Instruction: Rewrite all of the material below with every "noun phrase" changed to "search phrase" and nothing else altered, and leave the pictures out.

---- Given records

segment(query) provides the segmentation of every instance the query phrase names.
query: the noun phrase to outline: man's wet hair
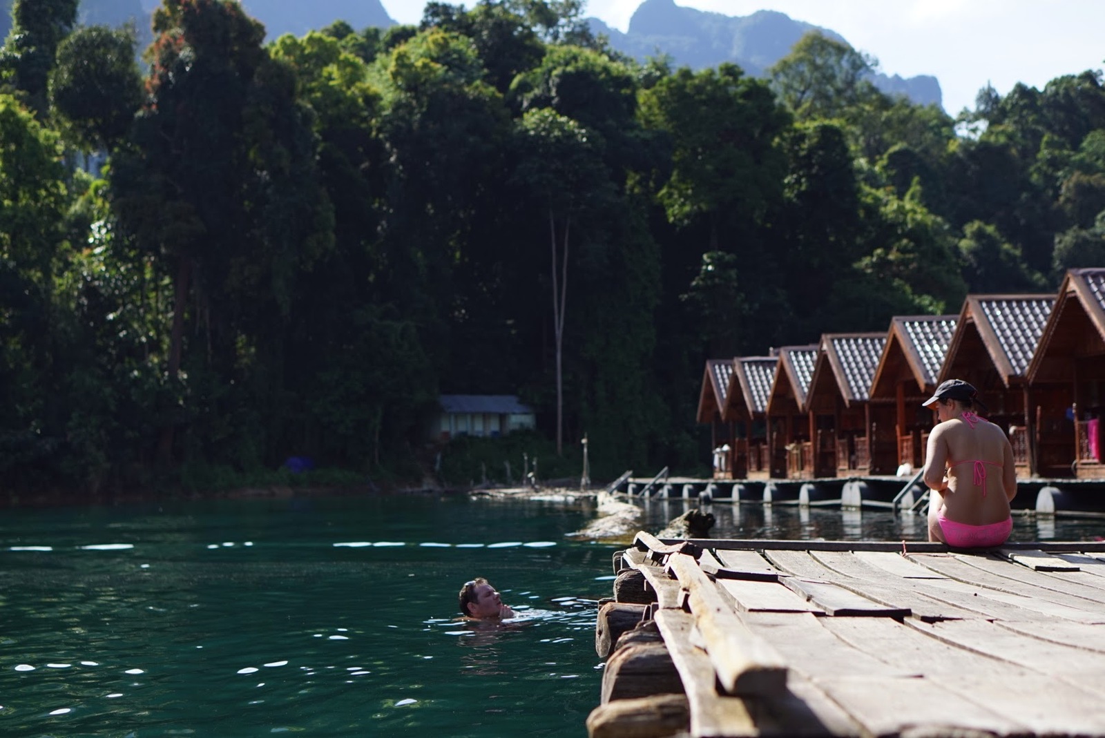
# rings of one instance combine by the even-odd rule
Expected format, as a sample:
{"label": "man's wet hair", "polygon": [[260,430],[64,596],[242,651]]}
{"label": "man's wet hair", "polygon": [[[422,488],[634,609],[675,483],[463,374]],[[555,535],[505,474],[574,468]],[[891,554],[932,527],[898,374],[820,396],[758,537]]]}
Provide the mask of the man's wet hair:
{"label": "man's wet hair", "polygon": [[472,579],[470,581],[464,582],[464,587],[461,588],[461,594],[460,594],[460,598],[459,598],[460,599],[460,604],[461,604],[461,614],[462,615],[471,615],[472,614],[471,612],[469,612],[469,602],[475,602],[476,601],[476,586],[477,584],[486,584],[486,583],[487,583],[487,580],[484,579],[483,577],[476,577],[475,579]]}

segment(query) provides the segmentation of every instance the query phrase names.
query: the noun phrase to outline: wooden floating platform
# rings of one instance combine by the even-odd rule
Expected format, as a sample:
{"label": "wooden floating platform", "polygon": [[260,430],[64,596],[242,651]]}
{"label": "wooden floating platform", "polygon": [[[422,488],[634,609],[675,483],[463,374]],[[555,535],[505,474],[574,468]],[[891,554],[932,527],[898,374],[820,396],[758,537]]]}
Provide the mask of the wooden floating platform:
{"label": "wooden floating platform", "polygon": [[1103,542],[640,533],[614,571],[591,738],[1105,736]]}

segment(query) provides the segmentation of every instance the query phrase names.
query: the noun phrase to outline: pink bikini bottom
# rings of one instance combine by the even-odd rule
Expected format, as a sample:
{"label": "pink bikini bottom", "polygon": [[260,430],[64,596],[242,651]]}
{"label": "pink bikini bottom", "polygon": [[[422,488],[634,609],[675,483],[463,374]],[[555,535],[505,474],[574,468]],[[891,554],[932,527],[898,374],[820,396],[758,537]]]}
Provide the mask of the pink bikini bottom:
{"label": "pink bikini bottom", "polygon": [[948,546],[955,548],[992,548],[1001,546],[1009,538],[1013,529],[1013,518],[1008,517],[1001,523],[990,525],[967,525],[949,520],[943,515],[936,518],[940,524],[940,531]]}

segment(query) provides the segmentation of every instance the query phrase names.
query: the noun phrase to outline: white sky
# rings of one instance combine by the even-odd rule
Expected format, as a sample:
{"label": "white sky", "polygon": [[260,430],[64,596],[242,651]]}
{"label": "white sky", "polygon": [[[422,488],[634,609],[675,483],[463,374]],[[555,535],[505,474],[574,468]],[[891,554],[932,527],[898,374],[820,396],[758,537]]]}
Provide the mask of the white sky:
{"label": "white sky", "polygon": [[[381,0],[400,23],[417,23],[424,0]],[[878,59],[886,74],[933,74],[944,107],[975,106],[987,82],[1002,95],[1018,82],[1042,88],[1062,74],[1105,66],[1105,0],[675,0],[749,15],[778,10],[832,29]],[[466,2],[472,7],[474,2]],[[641,0],[588,0],[587,15],[619,30]]]}

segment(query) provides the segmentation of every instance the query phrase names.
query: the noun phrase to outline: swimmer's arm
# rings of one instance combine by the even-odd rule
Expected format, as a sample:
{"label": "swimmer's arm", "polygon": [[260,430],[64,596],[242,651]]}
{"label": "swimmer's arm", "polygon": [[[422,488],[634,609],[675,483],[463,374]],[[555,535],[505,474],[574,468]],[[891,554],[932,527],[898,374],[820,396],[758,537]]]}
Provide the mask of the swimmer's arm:
{"label": "swimmer's arm", "polygon": [[925,453],[925,471],[922,475],[925,485],[935,492],[948,488],[948,444],[944,440],[944,423],[933,429],[928,435],[928,449]]}

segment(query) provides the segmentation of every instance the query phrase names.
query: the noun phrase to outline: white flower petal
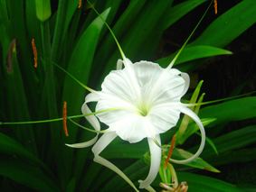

--------

Output for this exercise:
segment(query) provides the segmentation of every instance the query phrase names.
query: the search phrase to outline: man's wet hair
# rings of one instance combine by the even-odd rule
Expected format, as a sample:
{"label": "man's wet hair", "polygon": [[260,430],[64,596],[242,651]]}
{"label": "man's wet hair", "polygon": [[[422,488],[634,609],[675,483],[463,374]],[[555,535],[505,474],[574,468]],[[891,554],[932,527],[898,374],[820,396],[758,537]]]}
Provide the mask of the man's wet hair:
{"label": "man's wet hair", "polygon": [[472,579],[470,581],[464,582],[464,587],[461,588],[461,594],[460,594],[460,598],[459,598],[460,599],[460,604],[461,604],[461,614],[462,615],[471,615],[472,614],[471,612],[469,612],[469,602],[475,602],[476,601],[476,586],[477,584],[486,584],[486,583],[487,583],[487,580],[484,579],[483,577],[476,577],[475,579]]}

segment(query) provides the segmentation of every instance the query phrase names.
query: the search phrase to outline: wooden floating platform
# rings of one instance combine by the even-odd rule
Expected format, as a sample:
{"label": "wooden floating platform", "polygon": [[260,430],[64,596],[242,651]]}
{"label": "wooden floating platform", "polygon": [[[422,488],[634,609],[675,483],[463,374]],[[555,535],[505,474],[574,468]],[[891,554],[932,527],[898,374],[820,396],[758,537]]]}
Provide the mask of the wooden floating platform:
{"label": "wooden floating platform", "polygon": [[1103,542],[640,533],[614,571],[591,738],[1105,736]]}

segment(query) provides the segmentation of every instance the query phrase names.
query: the search phrase to outline: pink bikini bottom
# rings of one instance combine by the even-odd rule
Expected format, as a sample:
{"label": "pink bikini bottom", "polygon": [[260,430],[64,596],[242,651]]}
{"label": "pink bikini bottom", "polygon": [[[422,488],[634,609],[675,483],[463,374]],[[555,535],[505,474],[574,468]],[[891,554],[932,527],[898,374],[820,396],[758,537]]]}
Provide the mask of the pink bikini bottom:
{"label": "pink bikini bottom", "polygon": [[948,546],[955,548],[992,548],[1001,546],[1009,538],[1013,529],[1013,518],[1008,517],[1001,523],[990,525],[967,525],[949,520],[943,515],[936,518],[940,524],[940,531]]}

segment(query) provides the segmentation of every instance the query phrase names.
query: the search phrase to outline: white sky
# rings of one instance combine by the even-odd rule
Expected format, as a sample:
{"label": "white sky", "polygon": [[260,430],[64,596],[242,651]]}
{"label": "white sky", "polygon": [[[422,488],[634,609],[675,483],[463,374]],[[555,535],[505,474],[574,468]],[[891,554],[932,527],[898,374],[820,396],[758,537]]]}
Provide the mask of the white sky:
{"label": "white sky", "polygon": [[[381,0],[400,23],[417,23],[424,0]],[[878,59],[886,74],[933,74],[944,107],[975,106],[987,82],[1002,95],[1018,82],[1042,88],[1062,74],[1105,66],[1105,0],[675,0],[749,15],[778,10],[832,29]],[[466,2],[472,7],[474,2]],[[641,0],[588,0],[587,15],[619,30]]]}

segment(query) provides the segmentation of every instance the query phrase names.
query: the search phrase to outline: swimmer's arm
# rings of one instance combine by the even-odd rule
Expected format, as a sample:
{"label": "swimmer's arm", "polygon": [[260,430],[64,596],[242,651]]}
{"label": "swimmer's arm", "polygon": [[[422,488],[634,609],[675,483],[463,374]],[[555,535],[505,474],[574,468]],[[891,554],[932,527],[898,374],[820,396],[758,537]]]}
Provide the mask of the swimmer's arm:
{"label": "swimmer's arm", "polygon": [[925,453],[925,471],[922,475],[925,485],[935,492],[948,488],[948,444],[944,440],[944,423],[933,429],[928,435],[928,449]]}

segment(query) provides the segmentation of every instance the query phrase names.
query: the search phrase to outline: white flower petal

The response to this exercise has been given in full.